begin Exercise materials

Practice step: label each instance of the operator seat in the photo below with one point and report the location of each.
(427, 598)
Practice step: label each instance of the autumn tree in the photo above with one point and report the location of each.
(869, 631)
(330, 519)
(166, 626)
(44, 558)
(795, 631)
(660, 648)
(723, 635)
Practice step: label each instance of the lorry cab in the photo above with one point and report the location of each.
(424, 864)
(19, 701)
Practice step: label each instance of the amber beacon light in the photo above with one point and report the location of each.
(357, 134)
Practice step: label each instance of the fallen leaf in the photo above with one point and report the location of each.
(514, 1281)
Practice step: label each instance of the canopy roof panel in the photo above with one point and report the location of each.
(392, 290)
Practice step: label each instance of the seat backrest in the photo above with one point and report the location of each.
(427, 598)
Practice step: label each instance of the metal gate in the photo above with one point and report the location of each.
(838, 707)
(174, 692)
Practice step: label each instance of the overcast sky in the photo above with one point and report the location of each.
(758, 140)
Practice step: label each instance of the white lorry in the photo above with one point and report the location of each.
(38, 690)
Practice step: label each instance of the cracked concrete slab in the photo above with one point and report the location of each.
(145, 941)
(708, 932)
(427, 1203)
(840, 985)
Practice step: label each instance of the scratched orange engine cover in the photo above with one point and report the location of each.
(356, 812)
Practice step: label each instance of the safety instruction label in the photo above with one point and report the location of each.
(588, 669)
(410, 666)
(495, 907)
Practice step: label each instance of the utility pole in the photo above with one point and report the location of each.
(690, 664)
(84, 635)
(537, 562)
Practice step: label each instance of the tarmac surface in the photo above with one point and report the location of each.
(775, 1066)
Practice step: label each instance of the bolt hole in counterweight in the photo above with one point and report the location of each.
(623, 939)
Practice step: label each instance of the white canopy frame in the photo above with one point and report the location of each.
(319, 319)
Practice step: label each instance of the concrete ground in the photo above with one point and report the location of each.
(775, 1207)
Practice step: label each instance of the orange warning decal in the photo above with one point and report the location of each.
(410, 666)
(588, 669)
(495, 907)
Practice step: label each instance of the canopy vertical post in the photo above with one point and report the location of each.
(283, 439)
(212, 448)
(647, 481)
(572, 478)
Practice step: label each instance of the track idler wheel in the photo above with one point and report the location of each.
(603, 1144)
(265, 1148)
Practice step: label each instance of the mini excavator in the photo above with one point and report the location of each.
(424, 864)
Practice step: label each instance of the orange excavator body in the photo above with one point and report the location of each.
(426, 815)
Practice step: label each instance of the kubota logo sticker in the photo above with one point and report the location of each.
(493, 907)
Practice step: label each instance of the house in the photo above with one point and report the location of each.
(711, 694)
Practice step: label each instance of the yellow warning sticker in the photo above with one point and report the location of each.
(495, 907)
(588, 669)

end Exercise materials

Please transcribe every one of the records above word for word, changing and leaving out nothing.

# Solved exercise:
Practice step: label each instance of the operator seat in the photo below with one point and report the location of each.
(427, 598)
Practice step: label each instance of the autumn tree in the photo above with one point and report the location of each.
(869, 631)
(330, 519)
(166, 626)
(44, 558)
(795, 631)
(660, 648)
(723, 635)
Practice step: label each instance of the lorry cab in the photo above with one point and report the location of each.
(424, 864)
(19, 701)
Practice step: label each instance of the amber beacon light in the photo above with one point and report the location of each.
(357, 134)
Practice step: label each instance of the fallen leaf in the photo above with one point and report the location of each.
(514, 1281)
Practice step: label each instance of the canopy roof panel in the photo above with one point and report the location of each.
(392, 290)
Practice step: label each instance of the seat backrest in the photo above with one point and report the location of each.
(427, 598)
Practice step: label each instance of the metal gate in the photo above with one point and report the location of each.
(838, 707)
(174, 692)
Practice step: label each instance of the overcast sky in the photo above with one point and report the location of each.
(758, 140)
Practice step: label each instance of the white lorry in the photo above with one point and report the location of each.
(38, 690)
Practice step: label each instance of the cracked concrete slab in the photo above with one point and report the location of each.
(145, 941)
(708, 932)
(427, 1203)
(840, 985)
Practice step: label each instance of the scratched orange engine cover in the photo above with one point and report the location of each.
(356, 812)
Practice step: label each instance of the safety instruction label in the photo above with one point and report the location of each.
(588, 669)
(410, 666)
(495, 907)
Practice step: label each instance of the utility pole in the photo above with one point and report the location of each.
(690, 664)
(84, 635)
(537, 562)
Practice step: label each instance of the tarmac surface in the photo above with one point and report the location of each.
(775, 1066)
Practice step: label each instance of the bolt hole in counterweight in the photo above with one point and report the location of each.
(623, 939)
Practice step: label each instance of the white canopy frame in the photo above with one point and report the location of each.
(319, 319)
Practice step: label each instance of the concrete ground in the photo above with one point and report the location of each.
(775, 1207)
Practice step: label each instance of the orange warning decal in the photo above with one point and report the location of each.
(410, 666)
(588, 669)
(495, 907)
Practice step: label each instance of the canopy vertical post in the photo above with one point and report the location of each.
(283, 439)
(212, 448)
(647, 481)
(572, 478)
Practice step: label each instance of the track idler wheel in the photo above with one point and report the location of each.
(603, 1144)
(265, 1148)
Practice step: label each instance of the mini excavator in the photo above with one point and report the location of each.
(424, 864)
Practice step: label each instance of the orange excavator body in the photo above with one point and report the location of each.
(426, 815)
Practice step: label each instance of the kubota logo sticker in the photo above with one point and report the location of each.
(493, 907)
Practice step: label each instance of the house in the photo above with one point and report the location of each.
(711, 694)
Practice step: label each instance of the yellow warning sticker in the photo above with one point and report the location of each.
(495, 907)
(588, 669)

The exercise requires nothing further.